What you need to do. What is needed is an exact copy of all the entries below.

Records for this task.

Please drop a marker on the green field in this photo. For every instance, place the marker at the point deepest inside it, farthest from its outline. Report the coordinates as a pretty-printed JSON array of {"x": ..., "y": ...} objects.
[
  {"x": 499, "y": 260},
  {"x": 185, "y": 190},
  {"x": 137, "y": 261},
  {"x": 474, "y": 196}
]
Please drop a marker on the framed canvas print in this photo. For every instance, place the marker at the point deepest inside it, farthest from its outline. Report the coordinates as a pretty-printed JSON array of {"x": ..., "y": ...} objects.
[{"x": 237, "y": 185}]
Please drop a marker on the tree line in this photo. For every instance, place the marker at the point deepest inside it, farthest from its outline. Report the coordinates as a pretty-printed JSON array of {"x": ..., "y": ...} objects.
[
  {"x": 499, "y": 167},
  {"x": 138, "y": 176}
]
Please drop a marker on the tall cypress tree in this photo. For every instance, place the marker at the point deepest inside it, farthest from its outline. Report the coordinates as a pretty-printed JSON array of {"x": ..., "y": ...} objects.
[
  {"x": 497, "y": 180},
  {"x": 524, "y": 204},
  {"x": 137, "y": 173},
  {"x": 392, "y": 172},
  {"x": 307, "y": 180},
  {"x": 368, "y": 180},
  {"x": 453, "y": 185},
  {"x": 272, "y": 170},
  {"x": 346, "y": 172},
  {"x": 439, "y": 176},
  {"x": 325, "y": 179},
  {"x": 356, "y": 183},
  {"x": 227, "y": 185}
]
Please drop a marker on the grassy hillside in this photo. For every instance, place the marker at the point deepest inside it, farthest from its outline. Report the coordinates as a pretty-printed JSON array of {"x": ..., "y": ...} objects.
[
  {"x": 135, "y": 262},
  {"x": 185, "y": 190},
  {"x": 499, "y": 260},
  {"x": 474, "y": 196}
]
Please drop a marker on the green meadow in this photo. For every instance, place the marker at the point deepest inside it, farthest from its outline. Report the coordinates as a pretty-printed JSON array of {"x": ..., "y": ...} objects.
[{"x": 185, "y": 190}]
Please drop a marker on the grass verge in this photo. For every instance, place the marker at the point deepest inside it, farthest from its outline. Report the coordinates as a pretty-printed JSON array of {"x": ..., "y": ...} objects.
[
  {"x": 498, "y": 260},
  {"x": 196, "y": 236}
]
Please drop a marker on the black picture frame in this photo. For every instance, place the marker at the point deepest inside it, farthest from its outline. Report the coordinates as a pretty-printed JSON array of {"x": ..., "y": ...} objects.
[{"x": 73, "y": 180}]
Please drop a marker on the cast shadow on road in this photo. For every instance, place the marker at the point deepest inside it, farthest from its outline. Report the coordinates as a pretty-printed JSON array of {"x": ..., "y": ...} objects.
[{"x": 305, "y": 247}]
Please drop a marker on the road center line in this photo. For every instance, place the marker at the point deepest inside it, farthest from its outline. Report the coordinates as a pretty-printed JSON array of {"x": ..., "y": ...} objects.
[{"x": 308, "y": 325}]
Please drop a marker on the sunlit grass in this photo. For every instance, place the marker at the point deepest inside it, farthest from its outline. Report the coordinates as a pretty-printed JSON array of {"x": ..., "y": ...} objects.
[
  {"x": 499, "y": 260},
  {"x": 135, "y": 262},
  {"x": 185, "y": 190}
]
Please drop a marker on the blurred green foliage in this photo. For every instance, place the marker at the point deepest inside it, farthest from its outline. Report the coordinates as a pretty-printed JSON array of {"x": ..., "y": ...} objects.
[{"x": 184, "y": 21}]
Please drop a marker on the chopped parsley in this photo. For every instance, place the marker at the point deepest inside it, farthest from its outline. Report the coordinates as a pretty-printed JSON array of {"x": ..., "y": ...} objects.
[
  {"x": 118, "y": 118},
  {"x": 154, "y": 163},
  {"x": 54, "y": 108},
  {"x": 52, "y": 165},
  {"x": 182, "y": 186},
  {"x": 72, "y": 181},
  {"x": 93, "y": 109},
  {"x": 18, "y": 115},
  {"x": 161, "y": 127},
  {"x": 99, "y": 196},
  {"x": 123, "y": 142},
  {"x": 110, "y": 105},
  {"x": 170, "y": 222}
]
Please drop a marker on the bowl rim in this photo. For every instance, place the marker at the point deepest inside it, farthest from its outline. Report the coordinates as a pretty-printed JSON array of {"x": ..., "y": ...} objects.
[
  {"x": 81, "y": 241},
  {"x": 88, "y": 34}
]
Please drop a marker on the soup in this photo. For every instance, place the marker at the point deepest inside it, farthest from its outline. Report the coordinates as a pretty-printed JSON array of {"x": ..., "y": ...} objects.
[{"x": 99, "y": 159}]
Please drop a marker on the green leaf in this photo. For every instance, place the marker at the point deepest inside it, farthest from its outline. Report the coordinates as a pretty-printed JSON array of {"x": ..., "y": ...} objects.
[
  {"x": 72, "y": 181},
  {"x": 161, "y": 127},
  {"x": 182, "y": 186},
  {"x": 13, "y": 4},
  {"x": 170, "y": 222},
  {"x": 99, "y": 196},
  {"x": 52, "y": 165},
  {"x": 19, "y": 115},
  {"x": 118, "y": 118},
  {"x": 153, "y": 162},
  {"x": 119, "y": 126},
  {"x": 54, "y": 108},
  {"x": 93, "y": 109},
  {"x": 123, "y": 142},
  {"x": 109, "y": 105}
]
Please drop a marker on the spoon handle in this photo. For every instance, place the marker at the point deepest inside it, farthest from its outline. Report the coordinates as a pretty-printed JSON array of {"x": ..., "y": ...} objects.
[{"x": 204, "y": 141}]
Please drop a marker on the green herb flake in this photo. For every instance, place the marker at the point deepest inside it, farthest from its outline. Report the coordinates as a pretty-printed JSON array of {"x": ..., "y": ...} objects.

Reply to the task.
Please drop a marker on the green field in this photo. For every instance, place the marker at the point deepest inside it, farthest from its outline. Report the coordinates as a pretty-printed JSON array of {"x": ..., "y": ...} objects.
[
  {"x": 499, "y": 260},
  {"x": 185, "y": 190},
  {"x": 137, "y": 261},
  {"x": 474, "y": 196}
]
Please drop a marker on the framed canvas print in this photo. For every instance, place the marker at the point deepest inside it, farthest from its outline. Report the coordinates as a pretty-printed JSON array of {"x": ..., "y": ...} objects.
[{"x": 237, "y": 185}]
Please drop a marker on the tree line in this photo. For every instance, place the marker at the point deepest inside it, farthest from its outline. Report the coordinates as a pretty-printed JSON array of {"x": ..., "y": ...} objects.
[
  {"x": 499, "y": 167},
  {"x": 138, "y": 176}
]
Please drop a marker on the tall cypress tree in this photo. For every instance, place the marker at the point deepest inside it, farthest from its outline. Report the coordinates as a pretty-printed JSON array of {"x": ..., "y": ...} objects.
[
  {"x": 497, "y": 180},
  {"x": 524, "y": 204},
  {"x": 137, "y": 173},
  {"x": 392, "y": 172},
  {"x": 307, "y": 180},
  {"x": 368, "y": 180},
  {"x": 453, "y": 185},
  {"x": 272, "y": 170},
  {"x": 346, "y": 172},
  {"x": 439, "y": 176},
  {"x": 325, "y": 179},
  {"x": 356, "y": 183},
  {"x": 227, "y": 185}
]
Please drop a marker on the grassy hillside in this photo. For every instance, place the marker at the point deepest inside it, farthest from its outline. Report the coordinates as a pretty-printed JSON array of {"x": ..., "y": ...} objects.
[
  {"x": 135, "y": 262},
  {"x": 185, "y": 190},
  {"x": 499, "y": 260},
  {"x": 474, "y": 196}
]
Please drop a marker on the green meadow in this photo. For every instance, place the marker at the point deepest inside it, farthest from its outline. Report the coordinates as a pretty-printed JSON array of {"x": ..., "y": ...} objects.
[{"x": 185, "y": 190}]
Please drop a marker on the grass verge in this photo. For every instance, place the marker at the point deepest inside it, farthest from its outline. Report the coordinates as a pretty-printed JSON array of {"x": ..., "y": ...} objects.
[
  {"x": 498, "y": 260},
  {"x": 196, "y": 236}
]
Please drop a marker on the black picture frame in this photo. For every instance, place the marker at the point deepest inside it, farthest from its outline. Report the coordinates as a pretty-printed JSON array of {"x": ..., "y": ...} objects.
[{"x": 73, "y": 180}]
Please drop a marker on the cast shadow on road in this photo. For every instance, place the marker at the point deepest inside it, farthest from its outline. Report the coordinates as a pretty-printed JSON array of {"x": ..., "y": ...} objects.
[{"x": 305, "y": 247}]
Please drop a marker on the road center line in this photo. For every instance, place the marker at the point deepest inside it, farthest from its outline. Report the coordinates as a pretty-printed JSON array of {"x": ..., "y": ...} objects.
[{"x": 308, "y": 325}]
Please drop a marker on the sunlit grass in this photo. For every instance, place the marker at the point deepest inside it, farthest from its outline. Report the coordinates as a pretty-printed JSON array of {"x": ..., "y": ...} objects.
[
  {"x": 499, "y": 260},
  {"x": 135, "y": 262},
  {"x": 185, "y": 190}
]
Please drop a marker on the blurred green foliage in this photo. For every instance, place the marker at the point deepest inside it, farthest from its outline. Report the coordinates as a pretty-printed JSON array of {"x": ..., "y": ...} objects.
[{"x": 184, "y": 21}]
Please drop a marker on the chopped parsley in this photo. For every instance, place the marker at the point deepest inside it, farthest from its outline. Report the coordinates as a pretty-printed JSON array of {"x": ..., "y": ...} objects.
[
  {"x": 118, "y": 118},
  {"x": 154, "y": 163},
  {"x": 54, "y": 108},
  {"x": 52, "y": 165},
  {"x": 182, "y": 186},
  {"x": 72, "y": 181},
  {"x": 93, "y": 109},
  {"x": 18, "y": 115},
  {"x": 161, "y": 127},
  {"x": 99, "y": 196},
  {"x": 123, "y": 142},
  {"x": 110, "y": 105},
  {"x": 170, "y": 222}
]
Please drop a marker on the bowl rim in this photo. For every instance, place the marker at the point deepest inside it, farthest from its outline. Report the coordinates as a pretty-printed JSON array of {"x": ..., "y": ...} objects.
[
  {"x": 81, "y": 241},
  {"x": 88, "y": 34}
]
Please drop a marker on the soup in this photo. For every instance, place the marker at the point deepest inside it, farthest from its outline. Report the coordinates as a pretty-printed JSON array of {"x": ..., "y": ...} objects.
[{"x": 99, "y": 159}]
Please drop a marker on the green leaf in this photo. For every instance, place the marker at the point deepest inside it, farthest from its outline. Report the coordinates as a pretty-printed JSON array of {"x": ..., "y": ...} objects.
[
  {"x": 72, "y": 181},
  {"x": 161, "y": 127},
  {"x": 182, "y": 186},
  {"x": 13, "y": 4},
  {"x": 170, "y": 222},
  {"x": 99, "y": 196},
  {"x": 52, "y": 165},
  {"x": 19, "y": 115},
  {"x": 118, "y": 118},
  {"x": 153, "y": 162},
  {"x": 119, "y": 126},
  {"x": 54, "y": 108},
  {"x": 93, "y": 109},
  {"x": 123, "y": 142},
  {"x": 109, "y": 105}
]
Please drop a marker on the spoon handle in this photo. For every instance, place the marker at the point deepest inside it, farthest from its outline. Report the coordinates as a pretty-printed JSON array of {"x": ..., "y": ...} objects.
[{"x": 204, "y": 141}]
Please drop a marker on the green herb flake in this photo. For every instance, place the marker at the point deepest inside it, farthest from its outline. Report the coordinates as a pretty-printed JSON array of {"x": ..., "y": ...} objects.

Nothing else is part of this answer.